■ Given task
Reproduce word for word the portion of the Stockton Fringe Festival thread below, starting with "Thanks for that" and going on through "forward to it!".

■ Passage
::::::::::

# Stockton Fringe Festival



## Delores (Feb 21, 2010)

We're just booked into the CC Whitewater site in Stockton for the festival from 29th July to 1st August - anyone else going to be there? 

Free comedy & music for a few days - sounds like fun!


----------



## camallison (Jul 15, 2009)

That's my favourite site when visiting rellies - Asda to the rear of the site and Morrisons as you approach it off the A19/A66. The pub also does great food and beer too. Fuel also cheap at both stores.

Colin


----------



## suedew (May 10, 2005)

Ah Memories this is where we spent our first 2 nights in the escape, late november cold and damp, it was great.
Nice site.
Don't forget to fill up with water BEFORE pitching up and try not to pitch on an occupied pitch   :lol: 
Sue n John


----------



## Delores (Feb 21, 2010)

Thanks for that - good to know it's a decent site. It marks the start of a 6 week hols for us and the first time in Stockton - so really looking forward to it!


----------



## quickgetaway (Jun 13, 2006)

::::::::::

■ Provided data
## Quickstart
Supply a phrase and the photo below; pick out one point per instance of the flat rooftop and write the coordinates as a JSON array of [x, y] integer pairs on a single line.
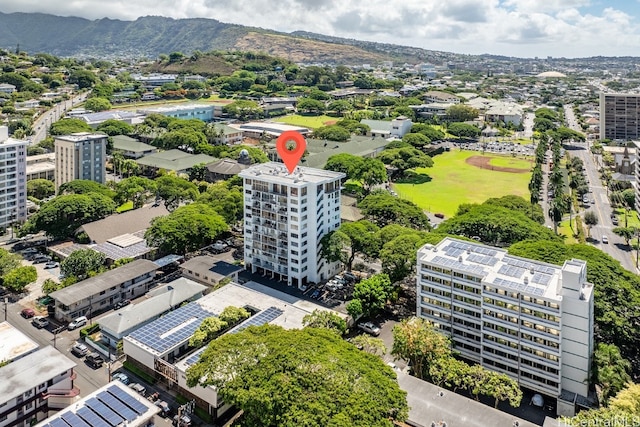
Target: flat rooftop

::::::::::

■ Full output
Thanks for that - good to know it's a decent site. It marks the start of a 6 week hols for us and the first time in Stockton - so really looking forward to it!